* [YOUR TASK]
Rewrite the entries below so that "Isolate every" becomes "Locate each" everywhere it occurs, and leave all other text unchanged.

* [DATA TO PROCESS]
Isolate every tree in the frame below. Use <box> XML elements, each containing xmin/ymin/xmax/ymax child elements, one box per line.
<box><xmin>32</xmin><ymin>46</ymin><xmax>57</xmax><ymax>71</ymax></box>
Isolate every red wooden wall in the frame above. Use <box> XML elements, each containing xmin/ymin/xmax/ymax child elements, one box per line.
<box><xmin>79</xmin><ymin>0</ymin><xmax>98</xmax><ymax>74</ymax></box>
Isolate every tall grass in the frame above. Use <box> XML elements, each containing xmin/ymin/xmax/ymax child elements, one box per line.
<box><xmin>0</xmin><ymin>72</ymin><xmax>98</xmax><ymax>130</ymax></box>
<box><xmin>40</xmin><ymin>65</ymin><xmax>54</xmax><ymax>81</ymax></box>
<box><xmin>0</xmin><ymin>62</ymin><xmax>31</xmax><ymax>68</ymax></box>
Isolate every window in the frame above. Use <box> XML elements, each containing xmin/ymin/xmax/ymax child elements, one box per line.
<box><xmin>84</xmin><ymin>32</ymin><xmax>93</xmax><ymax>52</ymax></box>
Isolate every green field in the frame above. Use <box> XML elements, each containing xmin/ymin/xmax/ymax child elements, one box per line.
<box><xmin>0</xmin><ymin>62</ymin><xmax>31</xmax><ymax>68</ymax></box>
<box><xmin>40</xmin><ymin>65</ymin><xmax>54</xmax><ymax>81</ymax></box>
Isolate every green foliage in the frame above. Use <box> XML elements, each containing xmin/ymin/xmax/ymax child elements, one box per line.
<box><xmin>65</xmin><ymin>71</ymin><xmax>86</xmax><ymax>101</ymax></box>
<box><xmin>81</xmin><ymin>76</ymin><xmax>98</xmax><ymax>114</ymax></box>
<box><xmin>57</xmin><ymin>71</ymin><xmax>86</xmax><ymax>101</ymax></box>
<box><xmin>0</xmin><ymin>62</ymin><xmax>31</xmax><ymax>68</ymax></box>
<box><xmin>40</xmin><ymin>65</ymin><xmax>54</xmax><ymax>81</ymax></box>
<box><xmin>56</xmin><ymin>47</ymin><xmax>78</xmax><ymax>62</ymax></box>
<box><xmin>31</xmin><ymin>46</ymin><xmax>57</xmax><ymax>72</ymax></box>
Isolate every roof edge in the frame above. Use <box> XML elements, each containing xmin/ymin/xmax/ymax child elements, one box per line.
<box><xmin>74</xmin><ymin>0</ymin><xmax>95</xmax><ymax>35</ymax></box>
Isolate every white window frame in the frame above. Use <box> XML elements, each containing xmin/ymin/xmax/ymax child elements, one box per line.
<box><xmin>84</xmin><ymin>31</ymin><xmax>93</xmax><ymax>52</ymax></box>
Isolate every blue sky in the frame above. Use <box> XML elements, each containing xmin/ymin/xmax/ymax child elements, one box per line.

* [REPLY]
Locate each tree in the frame below. Use <box> XML elements, each containing xmin/ymin/xmax/ymax child elements, one box per line.
<box><xmin>32</xmin><ymin>46</ymin><xmax>57</xmax><ymax>71</ymax></box>
Locate each red wooden wall in the frame above. Use <box> XML elements, each containing xmin/ymin/xmax/ymax child elements, one box per line.
<box><xmin>79</xmin><ymin>0</ymin><xmax>98</xmax><ymax>74</ymax></box>
Locate each tall grass in the frame above. Use <box> XML elements, each containing xmin/ymin/xmax/ymax child elements, one box per line.
<box><xmin>0</xmin><ymin>72</ymin><xmax>98</xmax><ymax>130</ymax></box>
<box><xmin>40</xmin><ymin>65</ymin><xmax>54</xmax><ymax>81</ymax></box>
<box><xmin>0</xmin><ymin>62</ymin><xmax>31</xmax><ymax>68</ymax></box>
Locate each window in the frame above. Use <box> XML elements, each containing xmin/ymin/xmax/ymax child elements, one box per line.
<box><xmin>84</xmin><ymin>32</ymin><xmax>93</xmax><ymax>52</ymax></box>
Locate each green field in the frame above. Use <box> XML elements, each containing xmin/ymin/xmax/ymax child elements, one box per line.
<box><xmin>0</xmin><ymin>62</ymin><xmax>31</xmax><ymax>68</ymax></box>
<box><xmin>40</xmin><ymin>65</ymin><xmax>54</xmax><ymax>81</ymax></box>
Locate each green foliage in the frame above. Use <box> XML elements, each containing xmin/ymin/xmax/ymax child elements, one box per line.
<box><xmin>65</xmin><ymin>71</ymin><xmax>86</xmax><ymax>101</ymax></box>
<box><xmin>81</xmin><ymin>76</ymin><xmax>98</xmax><ymax>114</ymax></box>
<box><xmin>57</xmin><ymin>71</ymin><xmax>86</xmax><ymax>101</ymax></box>
<box><xmin>0</xmin><ymin>62</ymin><xmax>31</xmax><ymax>68</ymax></box>
<box><xmin>40</xmin><ymin>65</ymin><xmax>54</xmax><ymax>81</ymax></box>
<box><xmin>56</xmin><ymin>47</ymin><xmax>78</xmax><ymax>62</ymax></box>
<box><xmin>31</xmin><ymin>46</ymin><xmax>57</xmax><ymax>72</ymax></box>
Locate each roof edge in the frame above. Use <box> XML elements, each containing xmin/ymin/xmax/ymax child elements, one box per line.
<box><xmin>74</xmin><ymin>0</ymin><xmax>95</xmax><ymax>35</ymax></box>
Locate each white window frame in the frame above. Use <box> XML elements, each containing xmin/ymin/xmax/ymax child elements, one box per line.
<box><xmin>84</xmin><ymin>31</ymin><xmax>93</xmax><ymax>52</ymax></box>
Locate each blue sky in the frame above. Use <box> XML elements, each containing xmin/ymin/xmax/ymax child elements, one box per line.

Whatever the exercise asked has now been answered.